Problem description -> Update the entries below by replacing every "Note to the class" with "Note to the group" and keeping all other text unchanged. Leave the pictures out of your version.

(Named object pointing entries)
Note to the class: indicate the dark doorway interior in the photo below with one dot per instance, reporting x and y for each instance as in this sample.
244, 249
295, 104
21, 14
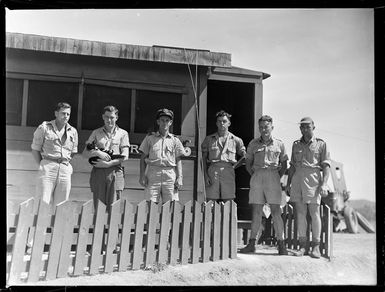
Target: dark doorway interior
237, 98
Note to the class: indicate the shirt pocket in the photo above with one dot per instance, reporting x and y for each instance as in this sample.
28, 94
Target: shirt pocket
273, 154
213, 150
298, 155
115, 143
231, 153
69, 143
259, 155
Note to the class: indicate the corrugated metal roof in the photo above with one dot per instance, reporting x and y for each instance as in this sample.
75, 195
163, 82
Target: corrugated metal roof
114, 50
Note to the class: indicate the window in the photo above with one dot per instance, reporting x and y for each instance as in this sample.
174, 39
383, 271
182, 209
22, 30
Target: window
14, 101
147, 104
43, 96
96, 97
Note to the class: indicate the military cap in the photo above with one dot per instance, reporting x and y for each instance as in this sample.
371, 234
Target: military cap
165, 112
306, 120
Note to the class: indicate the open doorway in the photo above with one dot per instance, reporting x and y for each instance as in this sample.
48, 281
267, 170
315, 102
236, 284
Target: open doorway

Full solution ->
Note to the group: indicate the dark doorway interior in the photo below with one dot per instance, reporting x and y for each instance as in this sample.
244, 249
295, 104
21, 14
Target: dark doorway interior
237, 98
Note to the group: indicate the shirt pocket in the photo above with one dot per instance, reporting x and y for each instance as in this sample.
28, 94
Target: shirt pocket
273, 154
213, 150
298, 155
115, 143
231, 153
69, 143
259, 155
Note to the group: indicate the corrugated metal roof in the photo above with one dot per instance, reporting x and y for each instance as in this sample.
75, 195
163, 82
Target: corrugated metal roof
114, 50
Note to the group: indicate the window in the photo above with one dot per instance, reporting x and y for each instance as in this sample.
174, 39
383, 271
182, 209
22, 30
Target: window
14, 101
147, 104
43, 96
96, 97
Note to the group: indicate the military cap in the photo above with one dot per instance, reporting x and y for each instance as in this sample.
371, 234
Target: military cap
165, 112
306, 120
Note to the group: indicate the open doorway in the photo above with one dot per instance, reporting x and y for each instance as in this sample.
48, 281
267, 170
315, 102
236, 284
Target: open doorway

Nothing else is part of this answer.